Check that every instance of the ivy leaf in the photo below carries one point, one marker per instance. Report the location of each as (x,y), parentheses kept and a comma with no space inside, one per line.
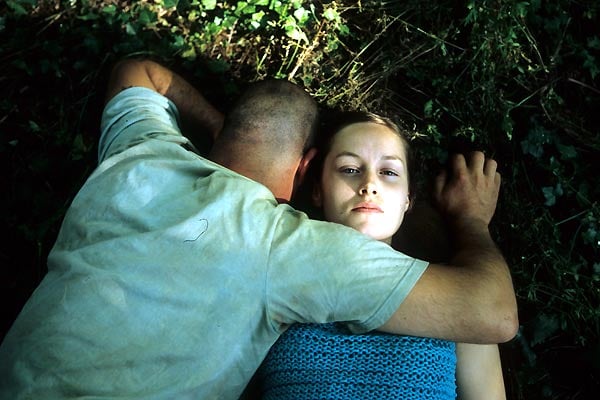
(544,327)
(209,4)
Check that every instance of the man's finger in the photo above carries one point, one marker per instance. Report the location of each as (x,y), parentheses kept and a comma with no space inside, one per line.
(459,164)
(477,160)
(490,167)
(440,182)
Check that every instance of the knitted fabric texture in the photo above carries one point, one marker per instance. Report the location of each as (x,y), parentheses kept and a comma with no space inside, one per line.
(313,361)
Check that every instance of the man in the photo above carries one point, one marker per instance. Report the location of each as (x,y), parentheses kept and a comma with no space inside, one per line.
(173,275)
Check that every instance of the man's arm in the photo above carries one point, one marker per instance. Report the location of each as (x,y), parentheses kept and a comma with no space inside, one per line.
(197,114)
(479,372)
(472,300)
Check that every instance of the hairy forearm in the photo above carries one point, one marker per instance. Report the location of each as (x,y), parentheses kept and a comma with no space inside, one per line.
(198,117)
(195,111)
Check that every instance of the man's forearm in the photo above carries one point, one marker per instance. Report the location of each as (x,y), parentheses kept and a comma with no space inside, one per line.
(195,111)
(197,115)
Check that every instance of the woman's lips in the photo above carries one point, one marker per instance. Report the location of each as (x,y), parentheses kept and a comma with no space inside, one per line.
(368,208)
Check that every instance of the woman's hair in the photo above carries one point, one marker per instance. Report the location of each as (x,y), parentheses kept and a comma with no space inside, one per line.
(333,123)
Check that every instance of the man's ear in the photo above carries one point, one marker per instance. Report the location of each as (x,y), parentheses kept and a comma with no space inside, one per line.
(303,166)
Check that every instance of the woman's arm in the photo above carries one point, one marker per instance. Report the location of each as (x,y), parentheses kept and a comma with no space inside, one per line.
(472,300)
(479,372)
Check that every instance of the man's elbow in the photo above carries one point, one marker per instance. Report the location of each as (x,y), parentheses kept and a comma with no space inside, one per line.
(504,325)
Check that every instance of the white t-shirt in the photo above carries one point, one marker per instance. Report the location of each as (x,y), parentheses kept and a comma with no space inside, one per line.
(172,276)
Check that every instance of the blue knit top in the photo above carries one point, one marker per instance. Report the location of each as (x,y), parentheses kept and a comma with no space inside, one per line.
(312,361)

--

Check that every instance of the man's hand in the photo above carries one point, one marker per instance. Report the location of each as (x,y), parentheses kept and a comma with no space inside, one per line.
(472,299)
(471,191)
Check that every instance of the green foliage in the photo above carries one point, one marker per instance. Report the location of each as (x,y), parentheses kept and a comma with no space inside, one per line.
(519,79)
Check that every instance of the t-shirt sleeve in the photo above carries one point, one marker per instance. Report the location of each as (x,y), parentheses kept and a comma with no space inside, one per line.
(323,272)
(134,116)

▶ _WORK TO DO_
Copy out each line of the records above that contains the string "lips". Case counts.

▶ _EXERCISE RESULT_
Check that every instance of the woman's lips in the photo above carries one point, one marker per instance. Report the location of each as (x,y), parentheses kept and a comma with no space inside, one per line.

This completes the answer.